## EXERCISE PROMPT
Copy the stretch of records from the line containing "Q. Point to the grassy slope;" through the line containing "pixel 118 49", keeping the requests unchanged. Multiply every pixel coordinate in the answers by 0.2 and round each result to a whole number, with halves rounded up.

## Data listing
=-=-=

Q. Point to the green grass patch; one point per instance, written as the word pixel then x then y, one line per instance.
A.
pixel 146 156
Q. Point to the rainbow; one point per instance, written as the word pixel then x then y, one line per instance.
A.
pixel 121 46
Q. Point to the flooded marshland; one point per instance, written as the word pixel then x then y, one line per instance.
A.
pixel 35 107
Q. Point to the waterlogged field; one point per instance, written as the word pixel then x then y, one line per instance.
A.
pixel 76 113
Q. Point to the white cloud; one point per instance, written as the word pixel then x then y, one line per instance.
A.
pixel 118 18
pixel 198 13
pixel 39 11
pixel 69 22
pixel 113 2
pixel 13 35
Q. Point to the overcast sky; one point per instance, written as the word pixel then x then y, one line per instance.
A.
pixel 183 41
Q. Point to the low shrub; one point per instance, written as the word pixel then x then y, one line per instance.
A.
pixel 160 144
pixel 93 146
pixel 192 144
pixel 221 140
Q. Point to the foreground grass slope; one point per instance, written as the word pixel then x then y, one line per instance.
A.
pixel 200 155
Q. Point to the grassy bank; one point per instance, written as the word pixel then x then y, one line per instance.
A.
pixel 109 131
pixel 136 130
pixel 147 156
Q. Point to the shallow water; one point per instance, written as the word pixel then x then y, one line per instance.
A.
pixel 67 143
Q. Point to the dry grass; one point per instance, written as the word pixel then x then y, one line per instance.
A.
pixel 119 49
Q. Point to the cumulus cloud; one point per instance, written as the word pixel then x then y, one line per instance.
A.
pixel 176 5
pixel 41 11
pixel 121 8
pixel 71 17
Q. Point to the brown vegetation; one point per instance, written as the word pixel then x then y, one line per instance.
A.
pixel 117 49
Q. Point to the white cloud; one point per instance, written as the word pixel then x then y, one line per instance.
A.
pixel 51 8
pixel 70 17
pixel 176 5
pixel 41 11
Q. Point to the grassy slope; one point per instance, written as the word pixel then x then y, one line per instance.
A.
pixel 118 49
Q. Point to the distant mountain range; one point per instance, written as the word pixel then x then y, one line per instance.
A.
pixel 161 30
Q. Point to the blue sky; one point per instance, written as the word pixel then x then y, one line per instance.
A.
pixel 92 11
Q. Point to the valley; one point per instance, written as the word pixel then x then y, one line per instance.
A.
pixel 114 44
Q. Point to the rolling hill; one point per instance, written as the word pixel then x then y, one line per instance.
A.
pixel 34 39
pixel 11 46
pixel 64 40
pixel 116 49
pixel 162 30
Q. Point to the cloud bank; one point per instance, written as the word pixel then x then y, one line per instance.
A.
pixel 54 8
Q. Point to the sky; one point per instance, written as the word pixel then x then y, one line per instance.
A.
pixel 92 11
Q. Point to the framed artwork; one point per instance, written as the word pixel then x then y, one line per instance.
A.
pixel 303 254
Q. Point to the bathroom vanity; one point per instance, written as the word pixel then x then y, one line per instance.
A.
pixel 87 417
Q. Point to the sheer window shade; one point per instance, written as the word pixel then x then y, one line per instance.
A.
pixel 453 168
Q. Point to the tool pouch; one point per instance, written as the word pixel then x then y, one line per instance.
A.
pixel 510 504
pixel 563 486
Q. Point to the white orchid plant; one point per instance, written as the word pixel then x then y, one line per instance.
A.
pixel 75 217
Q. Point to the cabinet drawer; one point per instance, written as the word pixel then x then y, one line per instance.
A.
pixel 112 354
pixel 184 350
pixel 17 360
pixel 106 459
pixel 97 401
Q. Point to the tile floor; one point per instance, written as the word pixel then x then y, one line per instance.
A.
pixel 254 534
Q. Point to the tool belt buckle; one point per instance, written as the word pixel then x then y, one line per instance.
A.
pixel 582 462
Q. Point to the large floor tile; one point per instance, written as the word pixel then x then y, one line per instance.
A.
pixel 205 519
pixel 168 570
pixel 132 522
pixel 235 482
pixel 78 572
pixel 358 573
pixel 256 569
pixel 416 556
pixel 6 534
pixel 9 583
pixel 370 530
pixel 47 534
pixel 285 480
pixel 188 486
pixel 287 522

=-=-=

## SOLVED EXERCISE
Q. Point to the grassy slope; one point per instance, written as the word pixel then x then y, one line per instance.
A.
pixel 24 10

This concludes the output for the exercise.